# Task instructions
Copy each entry below exactly as it reads.

Natural language region descriptions:
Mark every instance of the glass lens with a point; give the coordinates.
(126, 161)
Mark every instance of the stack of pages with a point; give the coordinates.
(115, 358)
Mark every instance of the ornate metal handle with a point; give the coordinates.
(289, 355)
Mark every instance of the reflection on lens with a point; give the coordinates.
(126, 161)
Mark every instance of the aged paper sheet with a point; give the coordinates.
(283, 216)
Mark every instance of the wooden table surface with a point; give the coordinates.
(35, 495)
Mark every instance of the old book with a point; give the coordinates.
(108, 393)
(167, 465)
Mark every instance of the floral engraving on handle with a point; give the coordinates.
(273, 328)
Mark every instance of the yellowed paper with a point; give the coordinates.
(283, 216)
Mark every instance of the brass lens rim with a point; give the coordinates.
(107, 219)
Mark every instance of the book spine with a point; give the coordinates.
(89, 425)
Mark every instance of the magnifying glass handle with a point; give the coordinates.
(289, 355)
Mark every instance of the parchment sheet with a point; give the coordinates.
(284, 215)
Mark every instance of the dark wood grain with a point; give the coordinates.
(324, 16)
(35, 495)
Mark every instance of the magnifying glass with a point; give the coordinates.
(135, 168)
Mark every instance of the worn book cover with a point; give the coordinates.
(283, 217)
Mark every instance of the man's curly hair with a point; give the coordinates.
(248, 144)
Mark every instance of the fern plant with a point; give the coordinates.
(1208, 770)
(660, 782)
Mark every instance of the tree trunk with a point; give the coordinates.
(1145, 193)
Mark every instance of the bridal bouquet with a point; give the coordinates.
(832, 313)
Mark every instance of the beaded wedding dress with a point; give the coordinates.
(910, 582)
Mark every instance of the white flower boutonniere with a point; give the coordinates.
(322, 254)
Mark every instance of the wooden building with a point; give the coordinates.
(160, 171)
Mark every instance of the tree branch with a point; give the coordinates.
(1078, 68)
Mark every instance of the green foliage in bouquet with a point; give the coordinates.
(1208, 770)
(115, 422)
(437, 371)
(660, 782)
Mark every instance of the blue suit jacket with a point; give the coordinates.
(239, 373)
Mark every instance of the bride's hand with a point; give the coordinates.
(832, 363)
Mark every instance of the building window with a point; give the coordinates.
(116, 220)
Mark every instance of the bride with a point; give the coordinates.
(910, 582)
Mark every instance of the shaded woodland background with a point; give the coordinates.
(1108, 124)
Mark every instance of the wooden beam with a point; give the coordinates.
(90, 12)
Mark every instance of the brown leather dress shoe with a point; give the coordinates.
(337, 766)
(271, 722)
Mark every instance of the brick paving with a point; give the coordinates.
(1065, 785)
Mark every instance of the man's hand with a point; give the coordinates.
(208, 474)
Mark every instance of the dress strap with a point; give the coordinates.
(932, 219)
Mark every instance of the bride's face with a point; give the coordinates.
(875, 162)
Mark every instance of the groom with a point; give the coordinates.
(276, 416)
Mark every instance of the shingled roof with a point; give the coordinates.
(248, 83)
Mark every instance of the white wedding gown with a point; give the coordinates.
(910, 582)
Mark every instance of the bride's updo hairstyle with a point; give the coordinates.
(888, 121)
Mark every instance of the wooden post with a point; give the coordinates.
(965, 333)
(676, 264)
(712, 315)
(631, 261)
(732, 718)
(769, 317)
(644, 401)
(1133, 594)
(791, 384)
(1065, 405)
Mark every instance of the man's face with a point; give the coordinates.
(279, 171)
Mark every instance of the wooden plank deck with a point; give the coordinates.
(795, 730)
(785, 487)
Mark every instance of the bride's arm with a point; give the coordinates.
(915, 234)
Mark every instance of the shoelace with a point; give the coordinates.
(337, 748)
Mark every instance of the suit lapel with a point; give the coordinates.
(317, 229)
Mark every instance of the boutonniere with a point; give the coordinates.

# Solution to this task
Mark every instance of the glass lens with a point; give the coordinates.
(126, 161)
Mark every instance of the stack of pages with a point; give the coordinates.
(115, 358)
Mark every instance of the ornate metal handle with a point; give the coordinates.
(289, 355)
Mark every instance of the reflection on lens with a point; give the coordinates.
(126, 161)
Mark every instance of the aged paper sheet with a point; give the coordinates.
(283, 216)
Mark every instance of the wooden table surface with a point; give the coordinates.
(35, 495)
Mark every instance of the old book with a point; give the coordinates.
(108, 393)
(167, 465)
Mark every instance of the floral engraving on handle with a point; give the coordinates.
(273, 328)
Mark every instance of the yellowed paper with a point; give the coordinates.
(283, 216)
Mark every instance of the brass lens rim with a point; give the coordinates.
(107, 219)
Mark every instance of the book spine with a point; give the coordinates.
(89, 425)
Mark every instance of the magnifying glass handle with a point; give the coordinates.
(289, 355)
Mark every instance of the parchment sheet with a point; give the coordinates.
(284, 215)
Mark every instance of the dark wood grain with a point; give the coordinates.
(324, 16)
(35, 495)
Mark every instance of the magnifying glass with a point; give the coordinates.
(135, 168)
Mark every instance of the worn book cover with a point; give the coordinates.
(283, 217)
Mark every instance of the man's curly hair with a point; give the coordinates.
(248, 144)
Mark every instance of the fern plant with a point; give the coordinates.
(1208, 770)
(660, 782)
Mark every instance of the tree trunk with a point; give the coordinates.
(1145, 193)
Mark every instance of the bridal bouquet with a point; give the coordinates.
(832, 313)
Mark every instance of the beaded wedding dress with a point; give the coordinates.
(910, 582)
Mark every instance of the white flower boutonniere with a point; give the coordinates.
(322, 254)
Mark every instance of the wooden building with a point; give the coordinates.
(160, 171)
Mark every instance of the tree branch with a point; give the coordinates.
(1078, 68)
Mark every instance of the green foliage in bouquet with a point; give the coordinates.
(1208, 770)
(115, 422)
(437, 371)
(660, 782)
Mark every instance of the blue suit jacket with a point; give the coordinates.
(239, 373)
Mark every instance of the bride's hand with a point; give the coordinates.
(832, 363)
Mark every instance of the building window with a point; give the coordinates.
(116, 220)
Mark every instance of the bride with a point; give the coordinates.
(910, 582)
Mark every instance of the shaded woodland background with a point; give the coordinates.
(1108, 124)
Mark every instance of the wooden beam with a point; give the coordinates.
(90, 12)
Mark every instance of the brown leather dress shoe with a point; give the coordinates.
(337, 766)
(271, 722)
Mark every instance of the brick paving with a point; give the coordinates.
(1065, 785)
Mark every instance of the man's hand with a point; give the coordinates.
(208, 474)
Mark every instance of the dress strap with a point; give the coordinates.
(932, 219)
Mark every instance of the bride's face with a point; give the coordinates.
(875, 162)
Mark every instance of the groom with a point; give the coordinates.
(276, 416)
Mark every instance of the shingled roof with a point; give the coordinates.
(248, 83)
Mark every instance of the white wedding gown with a point; give the coordinates.
(910, 582)
Mark every instance of the bride's updo hairstyle with a point; give the coordinates.
(888, 121)
Mark every instance of the wooden post with a point; give the coordinates.
(965, 333)
(676, 264)
(712, 315)
(631, 261)
(732, 718)
(769, 317)
(644, 401)
(1133, 594)
(791, 384)
(1065, 405)
Mark every instance of the man's face with a point; give the coordinates.
(279, 171)
Mark every instance of the wooden plank deck with a point; give the coordinates.
(795, 730)
(785, 487)
Mark every instance of the bride's arm with a point; give the coordinates.
(915, 234)
Mark every instance of the shoelace with a point; give the coordinates.
(337, 748)
Mark every instance of the suit lapel with a point; give the coordinates.
(317, 229)
Mark every instance of the boutonniere with a point; give the coordinates.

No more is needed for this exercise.